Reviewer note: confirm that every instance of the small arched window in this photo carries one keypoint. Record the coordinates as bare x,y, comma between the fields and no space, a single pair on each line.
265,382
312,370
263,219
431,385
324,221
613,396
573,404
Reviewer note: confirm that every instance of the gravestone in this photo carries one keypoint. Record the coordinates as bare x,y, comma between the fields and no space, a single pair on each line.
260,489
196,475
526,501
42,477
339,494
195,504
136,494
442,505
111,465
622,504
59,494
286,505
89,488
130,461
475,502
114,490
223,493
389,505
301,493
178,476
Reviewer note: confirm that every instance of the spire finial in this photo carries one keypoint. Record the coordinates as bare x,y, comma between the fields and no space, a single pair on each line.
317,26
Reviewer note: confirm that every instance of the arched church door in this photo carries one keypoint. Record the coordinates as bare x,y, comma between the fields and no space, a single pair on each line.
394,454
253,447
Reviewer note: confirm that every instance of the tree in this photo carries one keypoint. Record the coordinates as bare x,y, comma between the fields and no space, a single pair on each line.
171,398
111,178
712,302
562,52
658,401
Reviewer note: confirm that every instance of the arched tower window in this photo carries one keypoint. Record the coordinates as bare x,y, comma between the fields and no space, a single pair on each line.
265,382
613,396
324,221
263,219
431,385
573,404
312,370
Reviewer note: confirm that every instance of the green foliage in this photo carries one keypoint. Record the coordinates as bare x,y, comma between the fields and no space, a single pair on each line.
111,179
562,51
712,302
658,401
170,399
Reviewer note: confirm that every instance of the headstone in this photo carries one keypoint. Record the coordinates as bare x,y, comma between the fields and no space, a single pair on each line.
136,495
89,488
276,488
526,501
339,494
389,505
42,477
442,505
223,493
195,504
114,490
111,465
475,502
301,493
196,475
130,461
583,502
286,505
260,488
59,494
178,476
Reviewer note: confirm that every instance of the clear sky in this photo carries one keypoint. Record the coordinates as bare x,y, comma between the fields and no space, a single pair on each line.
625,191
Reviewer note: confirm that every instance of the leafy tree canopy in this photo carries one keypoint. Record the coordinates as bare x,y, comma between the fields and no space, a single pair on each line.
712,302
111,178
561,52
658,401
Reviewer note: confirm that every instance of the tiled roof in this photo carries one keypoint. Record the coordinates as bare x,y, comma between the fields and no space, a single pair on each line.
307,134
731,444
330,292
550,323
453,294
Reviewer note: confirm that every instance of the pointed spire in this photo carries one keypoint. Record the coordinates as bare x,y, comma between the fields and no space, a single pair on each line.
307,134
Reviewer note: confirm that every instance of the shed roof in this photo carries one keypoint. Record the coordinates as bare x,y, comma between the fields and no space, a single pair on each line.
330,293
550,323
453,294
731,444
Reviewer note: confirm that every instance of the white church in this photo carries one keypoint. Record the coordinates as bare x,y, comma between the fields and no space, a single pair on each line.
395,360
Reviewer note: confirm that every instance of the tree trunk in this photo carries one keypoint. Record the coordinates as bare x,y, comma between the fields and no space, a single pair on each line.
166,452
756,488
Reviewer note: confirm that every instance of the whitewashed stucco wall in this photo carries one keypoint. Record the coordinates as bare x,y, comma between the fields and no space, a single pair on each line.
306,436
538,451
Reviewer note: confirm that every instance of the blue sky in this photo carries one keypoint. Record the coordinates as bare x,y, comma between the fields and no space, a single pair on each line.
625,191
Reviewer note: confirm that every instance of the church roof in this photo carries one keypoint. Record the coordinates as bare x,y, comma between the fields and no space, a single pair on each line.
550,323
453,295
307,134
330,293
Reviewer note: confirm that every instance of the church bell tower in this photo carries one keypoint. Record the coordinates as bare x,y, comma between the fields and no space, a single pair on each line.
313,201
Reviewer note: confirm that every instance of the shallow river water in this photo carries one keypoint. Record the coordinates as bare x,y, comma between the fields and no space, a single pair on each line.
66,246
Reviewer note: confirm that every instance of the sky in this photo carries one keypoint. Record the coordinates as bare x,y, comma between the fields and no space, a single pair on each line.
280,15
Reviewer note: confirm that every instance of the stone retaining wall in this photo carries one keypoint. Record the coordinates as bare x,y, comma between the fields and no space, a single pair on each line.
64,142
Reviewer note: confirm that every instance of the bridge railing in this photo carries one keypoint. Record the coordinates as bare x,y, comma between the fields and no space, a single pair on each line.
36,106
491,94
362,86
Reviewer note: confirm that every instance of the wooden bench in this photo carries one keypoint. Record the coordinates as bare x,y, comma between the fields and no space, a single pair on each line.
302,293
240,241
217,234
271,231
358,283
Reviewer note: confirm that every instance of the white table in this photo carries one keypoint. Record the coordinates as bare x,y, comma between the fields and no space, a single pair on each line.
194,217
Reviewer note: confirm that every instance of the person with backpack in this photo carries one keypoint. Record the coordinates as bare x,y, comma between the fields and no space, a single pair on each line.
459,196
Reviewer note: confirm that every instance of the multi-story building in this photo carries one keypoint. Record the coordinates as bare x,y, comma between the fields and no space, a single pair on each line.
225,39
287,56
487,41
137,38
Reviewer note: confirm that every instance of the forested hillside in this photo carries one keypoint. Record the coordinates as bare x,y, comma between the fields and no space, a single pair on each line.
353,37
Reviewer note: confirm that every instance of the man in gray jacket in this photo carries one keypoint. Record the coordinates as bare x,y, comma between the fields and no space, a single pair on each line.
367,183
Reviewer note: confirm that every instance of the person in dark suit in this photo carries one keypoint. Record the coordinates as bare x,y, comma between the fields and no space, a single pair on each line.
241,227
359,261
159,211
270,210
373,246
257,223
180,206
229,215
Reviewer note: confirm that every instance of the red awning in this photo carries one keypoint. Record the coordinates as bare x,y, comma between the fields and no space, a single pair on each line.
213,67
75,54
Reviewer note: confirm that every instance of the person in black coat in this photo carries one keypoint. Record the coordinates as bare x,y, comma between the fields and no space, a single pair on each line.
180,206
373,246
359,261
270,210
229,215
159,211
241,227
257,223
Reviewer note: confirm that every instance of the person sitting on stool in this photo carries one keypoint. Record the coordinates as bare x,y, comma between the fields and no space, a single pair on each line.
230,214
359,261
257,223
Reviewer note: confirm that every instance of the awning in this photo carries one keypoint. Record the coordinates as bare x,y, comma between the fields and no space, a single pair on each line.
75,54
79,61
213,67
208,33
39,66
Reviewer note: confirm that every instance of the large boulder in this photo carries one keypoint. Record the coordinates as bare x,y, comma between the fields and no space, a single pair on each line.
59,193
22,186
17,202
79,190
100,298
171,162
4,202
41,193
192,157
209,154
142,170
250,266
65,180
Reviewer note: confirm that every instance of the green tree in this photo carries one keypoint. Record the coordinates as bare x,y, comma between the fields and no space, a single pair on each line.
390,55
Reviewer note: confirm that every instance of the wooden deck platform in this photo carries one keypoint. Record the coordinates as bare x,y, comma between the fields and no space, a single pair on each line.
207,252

===

(Exercise)
Can you give all of the records above again with "Reviewer note" changed to "Annotator note" in every place it occurs, keeping everything else the same?

(Solved problem)
Annotator note: confirm that every instance of the small arched window in this photo carries one keypoint. Record the coordinates as bare x,y, comma between the fields and no space, a single pair on each line.
265,382
312,370
263,219
431,385
324,221
613,396
573,404
Annotator note: confirm that every instance of the gravestone in this photo carries one keypoint. Record the coordinates as bare x,y, comma between the fields and no space, a single pair on each line.
260,489
196,475
526,501
42,477
339,494
195,504
136,494
442,505
111,465
622,504
59,494
286,505
89,488
130,461
475,502
114,490
223,493
389,505
301,493
178,476
Annotator note: confirm that every instance of the spire finial in this photo carries one keypoint. Record the coordinates as bare x,y, comma between the fields and no space, a single pair on each line.
317,26
Annotator note: confirm that every instance of the arched church door in this photo carries one keypoint. Record the coordinates as bare x,y, comma between the fields and no space, a single pair on each line.
394,454
253,447
Annotator note: confirm that every instance of the tree in this photo carries one keypoint. Record the coordinates as bare x,y, comma between the fields and no space, a single pair on each line.
171,398
111,178
712,302
562,52
658,401
Annotator note: confirm that every instance of the arched tower window in this photo carries one keypoint. Record the coordinates as bare x,y, comma between the fields and no space, a single pair on each line.
265,382
613,396
324,221
263,219
431,385
573,404
312,370
Annotator note: confirm that every instance of the green foliage in this photo carries one keypoint. Record the coordinates as bare x,y, comma between the fields and no space, a single pair on each line.
111,179
562,51
712,302
658,401
170,399
Annotator note: confirm that every instance of the headstone in this photo carries one keypoint. Record the coordinates as bare x,y, comma between the fields and no space, a single pair on each line.
136,495
89,488
276,488
526,501
339,494
389,505
42,477
442,505
223,493
195,504
114,490
111,465
475,502
301,493
196,475
130,461
583,502
286,505
260,488
59,494
178,476
Annotator note: confirm that every instance of the clear sky in this photo carries one keypoint. Record the coordinates as bare x,y, comma between the fields and no space, a single pair on each line.
625,191
Annotator note: confirm that every instance of the leafy tree canopy in this photo carries one keypoint. Record the coordinates as bare x,y, comma between the fields and no space, a single pair on each line.
712,302
111,178
561,52
658,401
Annotator note: confirm that every instance of the tiled roof in this photo carries one keypoint. Record the coordinates as bare x,y, comma between the fields and no space, a single pair on each line.
307,134
731,444
330,292
550,323
453,294
Annotator note: confirm that every instance of the pointed spire in this photo carries one keypoint. Record the coordinates as bare x,y, comma between the fields and no space, a single pair on each line.
307,134
Annotator note: confirm that every instance of the shed roof in this photo carries one keypoint. Record the coordinates as bare x,y, comma between the fields and no space, a single pair on each line.
330,293
550,323
453,294
731,444
Annotator note: confirm that every instance of the white church in this photo carries one keypoint. Record the coordinates as bare x,y, comma between the fields and no space, a single pair on each line.
395,360
Annotator note: confirm that every instance of the tree trunk in this photo carries one keypoint. Record the coordinates as bare x,y, comma between the fields and no space, a single pair on each line.
166,452
756,488
Annotator note: confirm that every instance of the whitewashed stucco wall in this photo carries one keypoint. Record the coordinates as bare x,y, comma between the fields and no space, a single pair on each line.
306,436
538,451
Annotator note: confirm that every instance of the blue sky in this photo carries one keypoint. Record the coordinates as bare x,y, comma between the fields and no space, a single pair on each line.
625,191
Annotator note: confirm that every instance of the church roof in this photo carries one keypoint. Record the coordinates as bare x,y, comma between the fields and no space, a single pair on each line.
550,323
453,295
307,134
330,293
Annotator note: confirm that every instance of the church bell tower in this photo carries one keypoint. Record the coordinates as bare x,y, comma between the fields and no space, a single pair on each line.
313,201
Annotator note: confirm that every instance of the shallow river water in this photo carries one keypoint. Record the coordinates as bare x,y, comma between the fields and no space, a single pair on each line.
66,246
Annotator note: confirm that every instance of the sky in this photo carries one keypoint. Record the coordinates as bare x,y, comma between the fields and no space, a single pair on each line.
280,15
Annotator note: confirm that every instance of the stone retaining wall in this photo carries one keypoint. Record the coordinates as bare x,y, comma between the fields and no space, a single pair on each line.
64,142
Annotator note: confirm that every instance of the bridge railing in this photo carries one keypoint. Record the coordinates as bare x,y, comma between the fields and no space, a single pair on each line.
36,106
491,94
362,86
Annotator note: confirm that every instance of the wooden bench in this photo carries one keypoint. Record the coordinates as bare x,y, comma between the fields and no space, a single pair on each line.
302,293
240,241
217,234
271,231
358,283
Annotator note: confirm that every instance of the white table in this photo carries one keypoint. Record the coordinates as bare x,y, comma between the fields and no space, a single pair on each line.
194,217
Annotator note: confirm that every instance of the person with backpack in this photo carries one keypoint. Record the coordinates as bare x,y, comma between the fields and no space, a single pair on each line.
459,196
Annotator note: confirm that every instance of the multi-story building in this photo carries one keypoint. Record the coordinates as bare x,y, comma between the fields and no space, a single pair on each line.
225,39
287,56
487,41
137,38
Annotator note: confirm that every instance of the forested hillside in this photo carries one keypoint. Record the coordinates as bare x,y, comma between the fields and no space, a single pair on each line.
353,37
Annotator note: confirm that every instance of the man in gray jacket in this photo carries one keypoint. Record the coordinates as bare x,y, comma between the fields and no space, a single pair on each line.
367,183
Annotator note: confirm that every instance of the person in dark suit in this photo carries one keypoint. Record the coordinates as bare x,y, comma between the fields and no space, a single pair on each line.
241,227
359,261
159,211
270,210
373,246
257,223
180,206
229,215
Annotator note: confirm that every instance of the red awning in this photo carries one keypoint. Record the coordinates as bare x,y, comma between the fields and no space, a single pair on each line.
213,67
75,54
Annotator note: confirm that every instance of the person in black coat in this photo carries one keypoint. Record the coordinates as bare x,y, comma between the fields and no space, a single pair on each line.
180,206
373,246
359,261
270,210
229,215
159,211
241,227
257,223
Annotator note: confirm that every instance of the person sitting on stool in this photo carries one keypoint. Record the coordinates as bare x,y, comma between the fields and no space, a single pair on each line.
230,214
359,261
257,223
Annotator note: confirm that every instance of the awning in this photo carries one keypoint. Record the coordinates as bare x,y, comma between the fields and no space, a single pair on each line.
75,54
79,61
213,67
208,33
39,66
Annotator note: confirm that every instance of the large boulder in this photo carries one keypoint. Record the coordinates as bare x,y, comma between the fields and no space, a single pair on each line.
59,193
22,186
17,202
79,190
100,298
171,162
4,202
41,193
192,157
209,154
142,170
250,266
65,180
Annotator note: confirm that every instance of the green tree in this photo carries one keypoint. Record the coordinates as bare x,y, comma between the fields and no space, a single pair on each line.
390,55
Annotator note: confirm that every instance of the wooden deck platform in this photo carries one keypoint. Record the coordinates as bare x,y, comma between the fields and no space, a single pair on each line.
207,252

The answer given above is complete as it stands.